** Source passage follows **

I wonder, do I serve a God of the gumball machine? I’m afraid I’ve been guilty of this behavior. “If I do – – – – – – – then God must – – – – – -” That’s how it works, right? I dropped the quarter in, and I deserve to get exactly what was promised. And it’d better happen now and in precisely the manner in which I expected!
It has taken me many years to realize I’m not in charge. Giving up that perceived control has been a difficult journey. God is sovereign! We live in a suffering world, and God acts as He chooses. There are no guarantees.
If I “name it and claim it,” doesn’t that make me in control, not God? Like a magician or wizard with the right formula and incantations, I insert my prayer request and expect to get what I ask for? And when I don’t get what I asked for, then what? I’m disappointed, upset, and perhaps even a little angry. Come on, God! “I’ve been good; I go to church and pay a faithful tithe.”
With time I have come to see prayer as an expression of helplessness and peaceful confidence in God’s love in a world of suffering. I’m in the place of submission.
The trouble with so many of these passages we like to claim is that they weren’t made to us in our particular circumstances. We read a verse and don’t put it into context. We head down a fundamentalist path. Circumstances are out of my control and I’m afraid. I find a passage that I think pertains to my particular situation, claim it, and then stand back with a satisfied grin on my face, knowing I’ve got God in a headlock. Now He’s got to do what I want! I’m in charge; I’ve got this. He promised. I’m in control.
In times of difficulty and stress I do need something to hang on to. Are there promises in the Bible given to Christians in time of trouble and worry? Yes! There are many verses we can draw from. God has been and will continue to be with Christians in the midst of difficulties, and His love transforms us in the process. “In this world, you will have tribulation, but be of good cheer, I have overcome the world “(John 16:33). “God is an ever present help in time of trouble” (Psalm 46:1), and “I am with you always, even to the end of the age” (Matthew 28:20).
Anxiety and I have travelled together far more than we should. Here are a couple of passages that are my “go to’s” “. . .cast all your anxieties on Him, because He cares for you” (1 Peter 5:5-7), and “Be anxious for nothing but in everything through prayer and supplication with thanksgiving, let your requests be made known to God. And the peace of God which surpasses all comprehension shall guard your hearts and your minds in Christ Jesus” (Philippians 4:6-7). I so need the peace of God to guard my heart. I need to keep my vision focused on Him.
Music holds the power to express thoughts and feelings that I have but may not be able to articulate at times. Music touches my soul in a way nothing else can. There is a transcendence about it that connects me to something greater than myself. The song “Be Still My Soul,” by Finnish composer Jean Sibelius and lyricist Katharina von Schlegel, sums up those questions, longings, and reassurances I so desperately need. “. . .Leave to thy God to order and provide. In every change He faithful will remain.”
Joni Bell is a contented wife and homemaker with a dodgy past as a psychiatric nurse. She divides her time between Maine and Tennessee.

** End of Source passage **

→ Work to be completed:
From the essay on prayer above, extract the passage between "I wonder, do" and "are no guarantees.", inclusive, copying it word for word.

** Information given follows **

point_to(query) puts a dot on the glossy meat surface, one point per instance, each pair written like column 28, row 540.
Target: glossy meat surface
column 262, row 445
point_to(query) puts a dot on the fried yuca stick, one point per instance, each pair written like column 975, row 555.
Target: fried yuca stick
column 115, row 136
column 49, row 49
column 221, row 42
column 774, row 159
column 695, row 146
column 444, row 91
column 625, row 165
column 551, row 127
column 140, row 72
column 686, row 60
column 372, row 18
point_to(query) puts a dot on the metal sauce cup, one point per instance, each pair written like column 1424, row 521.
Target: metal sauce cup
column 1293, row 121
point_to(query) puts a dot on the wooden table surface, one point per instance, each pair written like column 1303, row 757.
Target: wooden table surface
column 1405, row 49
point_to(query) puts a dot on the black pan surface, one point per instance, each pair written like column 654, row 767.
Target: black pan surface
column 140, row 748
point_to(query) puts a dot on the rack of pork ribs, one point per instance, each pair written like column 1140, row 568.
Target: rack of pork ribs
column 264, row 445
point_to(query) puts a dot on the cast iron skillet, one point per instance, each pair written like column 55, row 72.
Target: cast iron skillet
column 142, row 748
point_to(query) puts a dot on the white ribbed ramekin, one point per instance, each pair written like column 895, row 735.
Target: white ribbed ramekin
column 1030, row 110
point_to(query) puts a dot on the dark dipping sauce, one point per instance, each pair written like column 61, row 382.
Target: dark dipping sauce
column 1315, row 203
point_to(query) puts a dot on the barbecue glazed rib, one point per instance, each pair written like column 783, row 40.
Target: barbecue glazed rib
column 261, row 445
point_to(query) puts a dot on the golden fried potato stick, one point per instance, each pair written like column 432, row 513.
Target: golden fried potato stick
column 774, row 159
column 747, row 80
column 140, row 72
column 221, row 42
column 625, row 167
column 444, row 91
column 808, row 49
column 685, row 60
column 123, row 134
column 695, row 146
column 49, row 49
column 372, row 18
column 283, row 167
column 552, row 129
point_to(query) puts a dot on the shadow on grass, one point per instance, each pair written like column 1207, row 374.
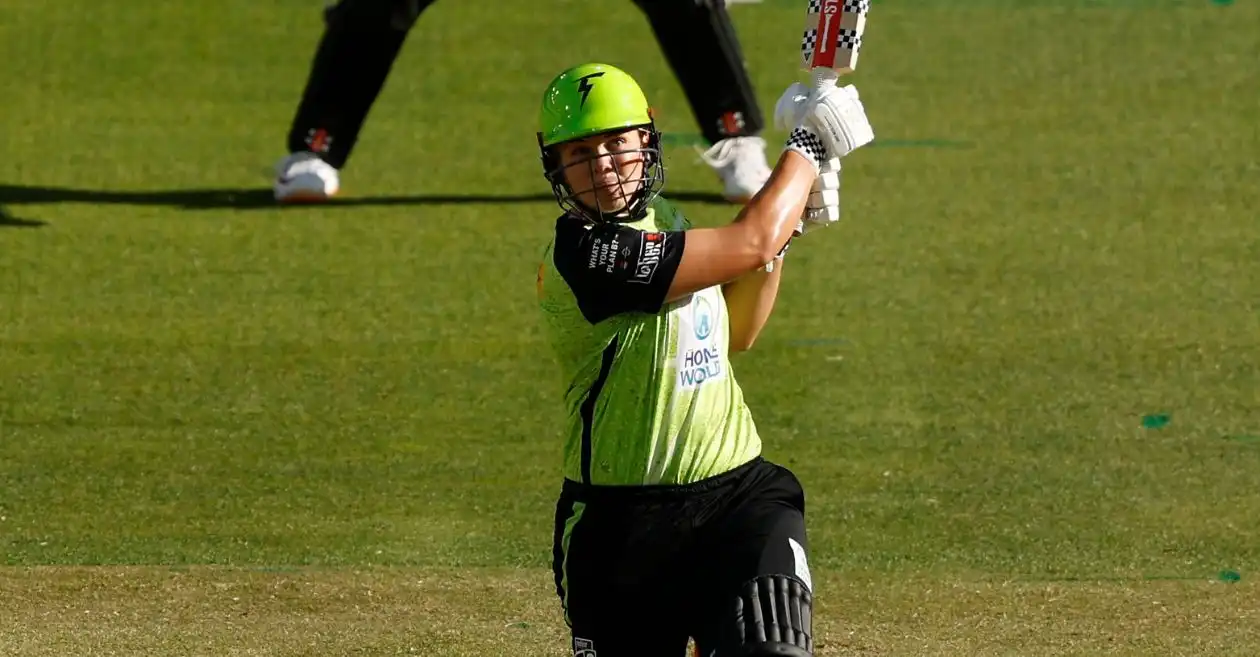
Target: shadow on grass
column 261, row 198
column 9, row 221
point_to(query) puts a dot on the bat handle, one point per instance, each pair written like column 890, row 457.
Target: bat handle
column 825, row 77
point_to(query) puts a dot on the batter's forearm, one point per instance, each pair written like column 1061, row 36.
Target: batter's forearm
column 749, row 300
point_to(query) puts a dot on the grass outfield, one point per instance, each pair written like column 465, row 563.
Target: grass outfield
column 1021, row 382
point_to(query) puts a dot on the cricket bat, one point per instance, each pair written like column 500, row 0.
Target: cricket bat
column 829, row 48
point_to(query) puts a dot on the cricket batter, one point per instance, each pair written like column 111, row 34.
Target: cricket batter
column 669, row 522
column 362, row 39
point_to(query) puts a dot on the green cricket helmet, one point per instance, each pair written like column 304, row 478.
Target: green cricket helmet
column 590, row 100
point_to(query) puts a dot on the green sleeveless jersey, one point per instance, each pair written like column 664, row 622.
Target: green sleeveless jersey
column 648, row 389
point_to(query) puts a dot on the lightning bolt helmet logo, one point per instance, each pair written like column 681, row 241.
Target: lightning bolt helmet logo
column 584, row 85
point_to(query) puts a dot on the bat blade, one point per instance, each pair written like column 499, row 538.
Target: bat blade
column 833, row 34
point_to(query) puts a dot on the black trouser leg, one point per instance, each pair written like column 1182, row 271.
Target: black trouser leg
column 362, row 39
column 701, row 46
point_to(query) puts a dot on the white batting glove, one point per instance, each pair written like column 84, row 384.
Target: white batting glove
column 827, row 124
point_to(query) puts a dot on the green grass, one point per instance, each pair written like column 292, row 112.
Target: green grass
column 199, row 394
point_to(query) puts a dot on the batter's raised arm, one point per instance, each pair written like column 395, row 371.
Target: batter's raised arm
column 715, row 256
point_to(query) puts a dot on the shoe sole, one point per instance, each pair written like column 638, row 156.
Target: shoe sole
column 304, row 198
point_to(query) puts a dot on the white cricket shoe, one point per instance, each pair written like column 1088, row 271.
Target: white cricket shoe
column 741, row 164
column 304, row 178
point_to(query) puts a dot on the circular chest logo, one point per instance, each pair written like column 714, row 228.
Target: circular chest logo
column 702, row 318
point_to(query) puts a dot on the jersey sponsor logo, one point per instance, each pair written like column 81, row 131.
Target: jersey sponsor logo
column 702, row 318
column 699, row 358
column 604, row 254
column 650, row 251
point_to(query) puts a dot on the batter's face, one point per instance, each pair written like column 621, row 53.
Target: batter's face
column 604, row 172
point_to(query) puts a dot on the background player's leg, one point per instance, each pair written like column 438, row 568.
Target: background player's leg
column 760, row 590
column 360, row 40
column 699, row 43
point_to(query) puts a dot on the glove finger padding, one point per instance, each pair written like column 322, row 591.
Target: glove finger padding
column 791, row 106
column 838, row 119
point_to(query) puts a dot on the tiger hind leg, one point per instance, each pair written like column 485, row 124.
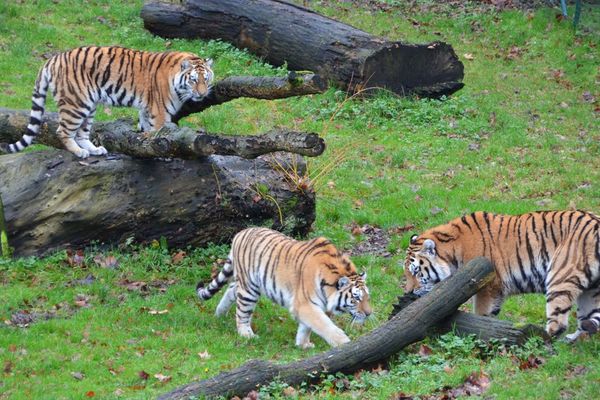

** End of Information given **

→ The completed task:
I wonder, do I serve a God of the gumball machine? I’m afraid I’ve been guilty of this behavior. “If I do – – – – – – – then God must – – – – – -” That’s how it works, right? I dropped the quarter in, and I deserve to get exactly what was promised. And it’d better happen now and in precisely the manner in which I expected!
It has taken me many years to realize I’m not in charge. Giving up that perceived control has been a difficult journey. God is sovereign! We live in a suffering world, and God acts as He chooses. There are no guarantees.